* start Dataset records *

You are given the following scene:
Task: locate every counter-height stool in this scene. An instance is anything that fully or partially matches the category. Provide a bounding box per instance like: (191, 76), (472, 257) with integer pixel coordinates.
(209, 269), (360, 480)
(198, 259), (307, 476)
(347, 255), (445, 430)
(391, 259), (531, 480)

* end Dataset records *

Write out the records above again, swapping "counter-height stool" for "bar stool" and leaving everything else unchanged.

• **The response**:
You are given the following scene:
Task: locate every bar stool in this scene. An instance is anything that fully or partially matches the category. Provide a bounding box per instance like: (191, 76), (472, 257) with integer pixel coordinates.
(209, 269), (360, 480)
(198, 259), (307, 476)
(347, 255), (445, 430)
(391, 259), (531, 480)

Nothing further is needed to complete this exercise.